> [What you need to do]
Every line of the listing that follows must be written out unchanged.

> [Records supplied]
=== Section Start ===
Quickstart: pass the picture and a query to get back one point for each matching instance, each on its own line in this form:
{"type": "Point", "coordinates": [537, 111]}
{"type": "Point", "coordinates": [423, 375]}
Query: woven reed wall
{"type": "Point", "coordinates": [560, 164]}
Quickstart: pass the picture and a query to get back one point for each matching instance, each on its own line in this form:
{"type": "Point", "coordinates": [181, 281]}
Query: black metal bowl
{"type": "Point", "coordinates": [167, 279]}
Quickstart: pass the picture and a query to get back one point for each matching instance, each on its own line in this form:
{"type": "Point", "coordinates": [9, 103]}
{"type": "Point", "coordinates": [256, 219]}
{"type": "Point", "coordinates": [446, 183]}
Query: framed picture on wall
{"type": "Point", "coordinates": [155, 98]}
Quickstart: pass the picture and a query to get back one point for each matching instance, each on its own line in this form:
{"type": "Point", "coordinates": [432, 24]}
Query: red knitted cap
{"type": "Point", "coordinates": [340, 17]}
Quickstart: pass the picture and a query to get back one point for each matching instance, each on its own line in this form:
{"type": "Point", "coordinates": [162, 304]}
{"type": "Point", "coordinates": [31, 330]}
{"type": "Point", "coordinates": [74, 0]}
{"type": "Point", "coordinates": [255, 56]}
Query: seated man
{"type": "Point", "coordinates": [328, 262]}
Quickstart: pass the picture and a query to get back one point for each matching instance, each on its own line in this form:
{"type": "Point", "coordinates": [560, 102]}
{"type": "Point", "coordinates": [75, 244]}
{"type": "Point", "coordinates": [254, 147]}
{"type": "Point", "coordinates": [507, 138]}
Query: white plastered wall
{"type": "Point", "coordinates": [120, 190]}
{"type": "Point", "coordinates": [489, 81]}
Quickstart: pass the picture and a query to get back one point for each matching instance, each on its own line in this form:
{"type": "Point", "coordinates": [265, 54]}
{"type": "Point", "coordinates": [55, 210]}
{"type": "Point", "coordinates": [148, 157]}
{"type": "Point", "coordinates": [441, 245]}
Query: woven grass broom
=== Section End ===
> [Answer for the task]
Quickstart: pass the picture and a query to get back one point for each matching instance, each on its own line in this form:
{"type": "Point", "coordinates": [537, 111]}
{"type": "Point", "coordinates": [423, 375]}
Query: woven reed wall
{"type": "Point", "coordinates": [560, 164]}
Quickstart: pass the picture and a query to get back one point for each matching instance, each on its own line in this form:
{"type": "Point", "coordinates": [181, 281]}
Query: black metal bowl
{"type": "Point", "coordinates": [167, 279]}
Quickstart: pass the picture and a query to get back one point for each matching instance, each on its own line in this form:
{"type": "Point", "coordinates": [9, 103]}
{"type": "Point", "coordinates": [256, 219]}
{"type": "Point", "coordinates": [446, 183]}
Query: framed picture on wall
{"type": "Point", "coordinates": [155, 98]}
Quickstart: pass the picture and a query to get back one point for each matching instance, each on its own line in this form:
{"type": "Point", "coordinates": [432, 24]}
Query: red knitted cap
{"type": "Point", "coordinates": [340, 17]}
Quickstart: pass the picture and a query to get back one point for each matching instance, each on its own line in this form:
{"type": "Point", "coordinates": [162, 304]}
{"type": "Point", "coordinates": [31, 330]}
{"type": "Point", "coordinates": [74, 0]}
{"type": "Point", "coordinates": [255, 56]}
Query: seated man
{"type": "Point", "coordinates": [328, 262]}
Quickstart: pass the picture and a query to get back one point for each matching instance, each on its own line in this form:
{"type": "Point", "coordinates": [560, 102]}
{"type": "Point", "coordinates": [75, 244]}
{"type": "Point", "coordinates": [254, 147]}
{"type": "Point", "coordinates": [507, 138]}
Query: white plastered wall
{"type": "Point", "coordinates": [120, 190]}
{"type": "Point", "coordinates": [489, 81]}
Quickstart: pass the picture and a query to get back one point for each matching instance, each on its own line in this form:
{"type": "Point", "coordinates": [265, 54]}
{"type": "Point", "coordinates": [55, 210]}
{"type": "Point", "coordinates": [148, 157]}
{"type": "Point", "coordinates": [441, 245]}
Query: woven grass broom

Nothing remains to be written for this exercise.